_OBIETTIVI:_
• 1. Nel testo sugli indiani d'America, per quale motivo queste popolazioni vennero chiamate "indiani"?
• 2. Nel testo sugli indiani d'America, riscrivi il passo da "Nella realtà, le" fino a "praticavano culti animisti." compreso, scambiando "Appalachi" con "Monti Allegheny".

━━ ESTRATTO DEL TESTO

#storia&viaggi. Gli indiani d’America: storia di un silenzioso genocidio di Giulio Pavignano

Quante volte l’abbiamo visto nei western? Là sulla collina appaiono gli indiani, a cavallo l’uno a fianco all’altro, e poi emettendo il grido di guerra si lanciano al galoppo verso la pianura, mentre la diligenza o i carri tentano una fuga disperata. Oppure l’indiano arriva strisciando attorno alla fattoria: dentro, il coraggioso colono prende il fucile dalla parete e i piccoli si stringono alla mamma. E tutti sperano che la cavalleria arrivi in tempo per evitare lo scotennamento e la danza trionfante con la mano sulla bocca…

Nella realtà, le cose sono sempre andate in modo molto diverso da come il grande schermo le ha raccontate. Intanto, va detto che con il termine “indiani” -così chiamati perché, com’è noto, Colombo credeva di esser giunto alle Indie- si intende un composito insieme di popolazioni nomadi, seminomadi o in misura minore stanziali, le quali occupavano una vastissima area del nord America che andava dalle foreste degli Appalachi a quelle canadesi, dalle grandi pianure del West ai deserti dell’Arizona e del Messico settentrionale. Questi gruppi, divisi in tribù, non avevano uno Stato né alcuna organizzazione politica, vivevano di caccia, raccolta o più raramente agricoltura, e praticavano culti animisti.

━━━━
━━ ESTRATTI DEI RECORD

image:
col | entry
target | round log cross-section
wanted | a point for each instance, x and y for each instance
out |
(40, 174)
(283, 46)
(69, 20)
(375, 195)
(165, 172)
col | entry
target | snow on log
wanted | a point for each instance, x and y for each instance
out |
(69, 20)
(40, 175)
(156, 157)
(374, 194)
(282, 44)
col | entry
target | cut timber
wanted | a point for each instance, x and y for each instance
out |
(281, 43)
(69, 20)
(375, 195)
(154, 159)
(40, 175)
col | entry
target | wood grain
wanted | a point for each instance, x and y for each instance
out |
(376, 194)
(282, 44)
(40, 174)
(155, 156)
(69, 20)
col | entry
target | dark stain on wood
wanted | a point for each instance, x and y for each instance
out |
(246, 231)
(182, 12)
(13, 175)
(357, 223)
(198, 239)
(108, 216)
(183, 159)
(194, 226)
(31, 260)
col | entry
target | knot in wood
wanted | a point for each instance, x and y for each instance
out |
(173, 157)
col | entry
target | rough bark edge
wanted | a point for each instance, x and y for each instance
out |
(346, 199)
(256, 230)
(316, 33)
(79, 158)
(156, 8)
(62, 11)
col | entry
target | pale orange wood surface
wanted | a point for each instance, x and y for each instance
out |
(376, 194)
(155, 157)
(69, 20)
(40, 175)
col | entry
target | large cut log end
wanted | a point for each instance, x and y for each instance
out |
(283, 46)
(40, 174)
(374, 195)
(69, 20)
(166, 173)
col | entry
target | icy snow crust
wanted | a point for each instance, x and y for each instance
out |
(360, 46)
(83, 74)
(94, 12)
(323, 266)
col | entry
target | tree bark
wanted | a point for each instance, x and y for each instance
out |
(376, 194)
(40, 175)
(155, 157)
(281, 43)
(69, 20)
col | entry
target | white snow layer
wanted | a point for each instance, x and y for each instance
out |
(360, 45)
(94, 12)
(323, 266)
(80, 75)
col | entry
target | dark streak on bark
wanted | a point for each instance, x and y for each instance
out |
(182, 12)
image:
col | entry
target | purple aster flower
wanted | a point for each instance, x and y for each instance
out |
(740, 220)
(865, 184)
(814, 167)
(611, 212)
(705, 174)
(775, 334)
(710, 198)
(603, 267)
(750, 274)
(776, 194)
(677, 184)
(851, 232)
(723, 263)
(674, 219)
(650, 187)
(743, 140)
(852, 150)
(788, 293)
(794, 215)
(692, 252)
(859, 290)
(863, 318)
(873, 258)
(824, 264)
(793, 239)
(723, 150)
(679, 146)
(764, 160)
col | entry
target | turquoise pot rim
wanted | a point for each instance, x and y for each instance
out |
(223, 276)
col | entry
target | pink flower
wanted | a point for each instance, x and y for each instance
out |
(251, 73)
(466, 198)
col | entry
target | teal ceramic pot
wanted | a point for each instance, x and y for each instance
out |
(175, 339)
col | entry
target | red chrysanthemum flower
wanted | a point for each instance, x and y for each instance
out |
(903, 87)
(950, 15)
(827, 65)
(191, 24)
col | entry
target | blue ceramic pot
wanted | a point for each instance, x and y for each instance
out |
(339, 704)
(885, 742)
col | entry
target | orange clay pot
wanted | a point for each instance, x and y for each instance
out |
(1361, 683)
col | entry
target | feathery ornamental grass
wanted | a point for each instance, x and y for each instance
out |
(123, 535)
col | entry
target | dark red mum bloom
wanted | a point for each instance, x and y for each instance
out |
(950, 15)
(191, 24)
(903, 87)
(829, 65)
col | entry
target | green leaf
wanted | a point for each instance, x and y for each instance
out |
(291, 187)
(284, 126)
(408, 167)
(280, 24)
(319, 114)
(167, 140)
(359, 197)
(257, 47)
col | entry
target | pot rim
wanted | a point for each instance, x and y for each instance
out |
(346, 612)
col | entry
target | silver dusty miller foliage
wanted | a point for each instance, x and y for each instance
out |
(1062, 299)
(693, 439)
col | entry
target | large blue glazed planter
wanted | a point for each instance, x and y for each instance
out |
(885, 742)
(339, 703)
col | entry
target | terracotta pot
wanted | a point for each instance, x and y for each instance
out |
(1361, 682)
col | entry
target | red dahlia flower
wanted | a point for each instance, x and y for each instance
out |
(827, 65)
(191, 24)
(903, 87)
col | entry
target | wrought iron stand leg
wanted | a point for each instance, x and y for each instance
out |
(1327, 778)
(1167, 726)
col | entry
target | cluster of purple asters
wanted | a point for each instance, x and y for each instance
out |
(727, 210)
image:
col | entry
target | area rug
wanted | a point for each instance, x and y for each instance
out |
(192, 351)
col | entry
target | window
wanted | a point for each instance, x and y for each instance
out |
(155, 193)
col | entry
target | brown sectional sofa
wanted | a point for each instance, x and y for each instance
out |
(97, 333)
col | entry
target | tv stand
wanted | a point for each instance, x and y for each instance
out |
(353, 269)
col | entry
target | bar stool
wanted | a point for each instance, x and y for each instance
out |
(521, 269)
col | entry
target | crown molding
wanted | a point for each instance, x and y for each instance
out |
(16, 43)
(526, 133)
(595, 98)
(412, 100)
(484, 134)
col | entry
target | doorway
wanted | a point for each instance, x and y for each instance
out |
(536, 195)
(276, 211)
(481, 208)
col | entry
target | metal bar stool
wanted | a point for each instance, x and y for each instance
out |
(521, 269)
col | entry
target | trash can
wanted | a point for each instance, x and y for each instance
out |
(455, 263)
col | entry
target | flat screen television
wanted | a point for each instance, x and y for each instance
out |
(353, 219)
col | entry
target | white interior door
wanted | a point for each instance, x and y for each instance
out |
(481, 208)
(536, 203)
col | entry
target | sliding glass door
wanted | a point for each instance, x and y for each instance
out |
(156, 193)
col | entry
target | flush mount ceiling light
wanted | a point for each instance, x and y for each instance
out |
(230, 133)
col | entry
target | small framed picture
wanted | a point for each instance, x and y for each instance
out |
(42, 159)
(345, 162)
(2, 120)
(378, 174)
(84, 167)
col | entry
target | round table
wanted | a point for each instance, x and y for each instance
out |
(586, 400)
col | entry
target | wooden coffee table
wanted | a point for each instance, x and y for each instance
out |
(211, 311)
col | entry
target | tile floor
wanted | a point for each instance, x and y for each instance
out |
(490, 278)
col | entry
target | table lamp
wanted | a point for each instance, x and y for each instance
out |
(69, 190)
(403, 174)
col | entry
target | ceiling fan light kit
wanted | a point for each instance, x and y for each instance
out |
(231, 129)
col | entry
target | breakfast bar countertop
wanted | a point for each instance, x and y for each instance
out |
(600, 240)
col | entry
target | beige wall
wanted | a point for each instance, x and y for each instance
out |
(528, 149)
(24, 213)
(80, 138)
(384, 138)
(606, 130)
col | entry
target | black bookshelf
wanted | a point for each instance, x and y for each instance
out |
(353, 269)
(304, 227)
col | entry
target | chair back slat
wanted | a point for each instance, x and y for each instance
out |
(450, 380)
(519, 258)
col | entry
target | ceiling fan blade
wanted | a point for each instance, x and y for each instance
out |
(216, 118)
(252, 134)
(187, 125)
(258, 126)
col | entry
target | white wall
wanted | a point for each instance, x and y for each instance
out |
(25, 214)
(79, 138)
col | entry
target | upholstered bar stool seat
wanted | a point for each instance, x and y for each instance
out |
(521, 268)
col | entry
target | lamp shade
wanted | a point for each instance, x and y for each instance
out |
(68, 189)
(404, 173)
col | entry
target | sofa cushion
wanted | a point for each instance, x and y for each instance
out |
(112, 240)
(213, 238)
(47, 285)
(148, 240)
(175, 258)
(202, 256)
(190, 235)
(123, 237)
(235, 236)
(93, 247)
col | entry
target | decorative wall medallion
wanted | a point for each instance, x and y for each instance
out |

━━━━

_RISULTATI:_
• 1. Perché Colombo credeva di essere giunto alle Indie.

• 2.
Nella realtà, le cose sono sempre andate in modo molto diverso da come il grande schermo le ha raccontate. Intanto, va detto che con il termine “indiani” -così chiamati perché, com’è noto, Colombo credeva di esser giunto alle Indie- si intende un composito insieme di popolazioni nomadi, seminomadi o in misura minore stanziali, le quali occupavano una vastissima area del nord America che andava dalle foreste degli Monti Allegheny a quelle canadesi, dalle grandi pianure del West ai deserti dell’Arizona e del Messico settentrionale. Questi gruppi, divisi in tribù, non avevano uno Stato né alcuna organizzazione politica, vivevano di caccia, raccolta o più raramente agricoltura, e praticavano culti animisti.